- Exercise task -
Beginning with the line that contains "Q: innermost point of each instance of the wooden", extract each line through the end of the listing below, with no additions or omissions.

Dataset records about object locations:

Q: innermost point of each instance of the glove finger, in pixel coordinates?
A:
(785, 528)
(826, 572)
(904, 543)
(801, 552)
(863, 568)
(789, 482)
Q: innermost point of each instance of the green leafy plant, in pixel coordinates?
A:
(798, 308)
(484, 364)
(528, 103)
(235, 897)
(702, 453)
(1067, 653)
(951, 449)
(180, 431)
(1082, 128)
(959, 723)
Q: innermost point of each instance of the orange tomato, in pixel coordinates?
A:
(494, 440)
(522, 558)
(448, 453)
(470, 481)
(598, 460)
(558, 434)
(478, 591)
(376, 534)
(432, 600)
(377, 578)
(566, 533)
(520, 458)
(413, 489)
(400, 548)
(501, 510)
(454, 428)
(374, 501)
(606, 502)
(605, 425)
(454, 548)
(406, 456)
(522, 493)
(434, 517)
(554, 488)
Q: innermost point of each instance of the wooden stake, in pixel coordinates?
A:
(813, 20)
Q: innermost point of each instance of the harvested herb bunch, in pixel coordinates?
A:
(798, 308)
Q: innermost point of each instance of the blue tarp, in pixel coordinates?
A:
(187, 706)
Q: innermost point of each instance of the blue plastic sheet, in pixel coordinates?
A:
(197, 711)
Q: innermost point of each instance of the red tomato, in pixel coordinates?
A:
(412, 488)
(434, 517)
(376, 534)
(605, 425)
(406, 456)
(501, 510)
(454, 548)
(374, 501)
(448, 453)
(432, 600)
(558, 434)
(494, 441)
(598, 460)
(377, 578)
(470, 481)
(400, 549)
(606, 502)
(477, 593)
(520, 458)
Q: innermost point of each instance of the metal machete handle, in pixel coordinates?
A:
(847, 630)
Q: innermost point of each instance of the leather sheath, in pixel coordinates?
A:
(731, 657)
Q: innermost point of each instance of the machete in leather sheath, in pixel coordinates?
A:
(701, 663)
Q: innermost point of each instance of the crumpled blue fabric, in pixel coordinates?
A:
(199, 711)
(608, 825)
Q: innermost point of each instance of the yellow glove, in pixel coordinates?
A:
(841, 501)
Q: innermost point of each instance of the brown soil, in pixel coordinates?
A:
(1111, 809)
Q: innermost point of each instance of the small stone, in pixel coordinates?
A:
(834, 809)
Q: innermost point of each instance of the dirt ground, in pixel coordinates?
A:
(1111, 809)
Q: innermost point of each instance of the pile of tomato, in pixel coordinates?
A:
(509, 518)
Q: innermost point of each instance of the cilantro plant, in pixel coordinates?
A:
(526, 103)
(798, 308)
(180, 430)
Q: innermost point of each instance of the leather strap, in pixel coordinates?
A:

- Correct result -
Q: innermost point of each instance of the wooden stake, in pixel coordinates?
A:
(813, 20)
Q: innermost point of each instance of the harvested herb bunch, in pixel coordinates?
A:
(798, 308)
Q: innermost point of each instance of the blue tarp, in pixel coordinates?
A:
(187, 706)
Q: innermost point of each instance of the blue plastic sheet, in pixel coordinates?
A:
(197, 711)
Q: innermost point of each instance of the red tomato, in pixel coordinates?
A:
(412, 488)
(434, 517)
(376, 534)
(605, 425)
(406, 456)
(501, 510)
(454, 548)
(374, 501)
(448, 453)
(432, 600)
(558, 434)
(494, 441)
(598, 460)
(377, 578)
(470, 481)
(400, 549)
(606, 502)
(477, 593)
(520, 458)
Q: innermost point of each instance of the metal machete handle, in pixel coordinates?
A:
(847, 630)
Q: innermost point of each instance of the leather sheath, in pixel coordinates?
A:
(731, 657)
Q: innermost point of each instance of the machete in leather sheath, in pixel coordinates?
A:
(701, 663)
Q: innermost point of each instance of the crumpled blue fabric, in pixel coordinates?
A:
(199, 711)
(608, 825)
Q: innermost point of each instance of the yellow glove, in pixel coordinates?
A:
(841, 501)
Q: innermost point of each instance of the brown soil, in pixel coordinates?
A:
(1111, 809)
Q: innermost point of each instance of the small stone, in pixel coordinates?
A:
(834, 809)
Q: innermost point of each instance of the dirt ground, in pixel coordinates?
A:
(1111, 809)
Q: innermost point of each instance of the pile of tomato, in pixel coordinates?
A:
(509, 518)
Q: innermost point of each instance of the cilantro plant, in pixel coordinates?
A:
(526, 103)
(798, 308)
(180, 430)
Q: innermost point of each instance of the leather strap, in pixel coordinates?
A:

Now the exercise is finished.